(KUTIPAN TEKS)
Hal yang lebih miris lagi, individu cenderung memilih untuk tidak berbicara jika pandangan mereka bertentangan dengan opini dominan yang disuarakan oleh media atau komunitas mereka. Jika disinformasi menjadi narasi dominan di media sosial, pemilih yang mendapatkan informasi yang benar mungkin merasa terintimidasi atau tidak mau mengekspresikan pandangan mereka secara terbuka. Ini tidak hanya merusak debat publik yang sehat, tetapi juga menghambat keterlibatan aktif dalam proses demokrasi, karena ketakutan akan tekanan sosial.

Masalah disinformasi semakin diperburuk oleh rendahnya literasi digital di kalangan masyarakat. Data dari APJII di tahun 2022, menunjukkan bahwa meskipun penetrasi internet tinggi, tingkat literasi digital di Indonesia masih berada di kategori “sedang”.

Ini berarti bahwa banyak pengguna internet belum sepenuhnya memahami cara memverifikasi informasi yang mereka terima. Hal ini menciptakan situasi di mana pemilih dapat dengan mudah tertipu oleh berita palsu yang didesain untuk memengaruhi persepsi dan perilaku politik mereka.

(DATA TERCATAT)
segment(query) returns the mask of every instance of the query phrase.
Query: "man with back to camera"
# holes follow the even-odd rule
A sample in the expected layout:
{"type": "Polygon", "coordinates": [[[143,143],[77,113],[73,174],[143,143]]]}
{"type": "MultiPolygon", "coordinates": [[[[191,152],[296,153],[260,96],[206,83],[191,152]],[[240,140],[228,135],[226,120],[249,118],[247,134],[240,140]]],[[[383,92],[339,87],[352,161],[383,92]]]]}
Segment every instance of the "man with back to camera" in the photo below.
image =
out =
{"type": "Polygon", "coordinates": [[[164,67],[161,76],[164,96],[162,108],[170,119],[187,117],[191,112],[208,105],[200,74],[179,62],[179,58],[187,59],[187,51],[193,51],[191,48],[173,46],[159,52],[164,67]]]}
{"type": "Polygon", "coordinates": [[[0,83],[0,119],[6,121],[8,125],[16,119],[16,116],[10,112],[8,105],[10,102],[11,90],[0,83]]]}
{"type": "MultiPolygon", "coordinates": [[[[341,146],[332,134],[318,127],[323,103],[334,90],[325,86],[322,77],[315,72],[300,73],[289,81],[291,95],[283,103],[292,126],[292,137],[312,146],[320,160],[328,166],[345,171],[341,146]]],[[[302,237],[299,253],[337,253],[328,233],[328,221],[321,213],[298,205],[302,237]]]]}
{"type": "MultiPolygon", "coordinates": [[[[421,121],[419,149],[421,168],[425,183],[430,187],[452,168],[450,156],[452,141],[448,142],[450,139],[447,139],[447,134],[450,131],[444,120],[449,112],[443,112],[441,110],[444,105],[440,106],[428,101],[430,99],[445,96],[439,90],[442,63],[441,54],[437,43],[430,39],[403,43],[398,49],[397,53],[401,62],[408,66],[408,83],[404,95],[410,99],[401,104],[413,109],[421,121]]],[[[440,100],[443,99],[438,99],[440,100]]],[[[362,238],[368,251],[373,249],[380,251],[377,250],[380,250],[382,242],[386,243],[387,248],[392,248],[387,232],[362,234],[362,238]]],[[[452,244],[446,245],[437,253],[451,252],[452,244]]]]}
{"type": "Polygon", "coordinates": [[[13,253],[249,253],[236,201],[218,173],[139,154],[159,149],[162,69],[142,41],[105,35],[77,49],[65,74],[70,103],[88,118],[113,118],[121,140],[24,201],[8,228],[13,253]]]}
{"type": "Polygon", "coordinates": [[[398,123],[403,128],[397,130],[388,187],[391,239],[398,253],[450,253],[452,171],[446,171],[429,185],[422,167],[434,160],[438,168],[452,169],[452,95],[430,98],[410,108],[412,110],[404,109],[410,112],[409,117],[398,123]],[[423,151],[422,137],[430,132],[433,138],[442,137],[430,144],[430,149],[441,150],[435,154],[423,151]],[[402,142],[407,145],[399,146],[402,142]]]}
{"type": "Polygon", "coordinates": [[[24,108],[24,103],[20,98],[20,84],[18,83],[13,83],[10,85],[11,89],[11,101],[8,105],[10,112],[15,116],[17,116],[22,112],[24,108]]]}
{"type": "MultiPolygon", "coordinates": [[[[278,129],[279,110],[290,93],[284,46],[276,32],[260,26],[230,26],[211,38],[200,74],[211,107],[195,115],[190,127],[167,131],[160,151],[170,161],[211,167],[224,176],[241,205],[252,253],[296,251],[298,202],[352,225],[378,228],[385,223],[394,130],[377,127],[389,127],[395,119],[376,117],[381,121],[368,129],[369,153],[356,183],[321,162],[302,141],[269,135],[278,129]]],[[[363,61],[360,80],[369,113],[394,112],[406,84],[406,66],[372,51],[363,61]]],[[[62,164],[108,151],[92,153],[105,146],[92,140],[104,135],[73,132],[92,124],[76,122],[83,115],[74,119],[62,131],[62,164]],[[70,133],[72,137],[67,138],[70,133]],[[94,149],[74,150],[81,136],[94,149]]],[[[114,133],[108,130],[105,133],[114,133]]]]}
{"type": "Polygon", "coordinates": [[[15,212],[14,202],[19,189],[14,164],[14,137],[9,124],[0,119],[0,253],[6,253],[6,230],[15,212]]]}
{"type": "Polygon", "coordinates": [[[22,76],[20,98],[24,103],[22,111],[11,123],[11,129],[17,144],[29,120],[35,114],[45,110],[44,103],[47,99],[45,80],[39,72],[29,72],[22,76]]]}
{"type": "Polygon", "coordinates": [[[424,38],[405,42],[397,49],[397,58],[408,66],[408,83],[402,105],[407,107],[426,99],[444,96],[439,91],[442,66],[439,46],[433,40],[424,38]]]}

(PETUNJUK TUGAS)
**a.** Jawab pertanyaan berikut berdasarkan kutipan tentang disinformasi:
(i) Apa yang cenderung dilakukan individu jika pandangan mereka bertentangan dengan opini dominan?
(ii) Menurut data APJII tahun 2022, tingkat literasi digital di Indonesia masuk kategori apa?
(iii) Apa yang belum sepenuhnya dipahami oleh banyak pengguna internet?
**b.** Sebutkan jumlah baris data yang memuat kata "instance". Cukup tulis angkanya.
Kutipan dan baris data di atas diambil dari sumber yang tidak sama.

(PENYELESAIAN SOAL)
**a.**
(i) Mereka cenderung memilih untuk tidak berbicara.
(ii) Kategori "sedang".
(iii) Cara memverifikasi informasi yang mereka terima.

**b.** 2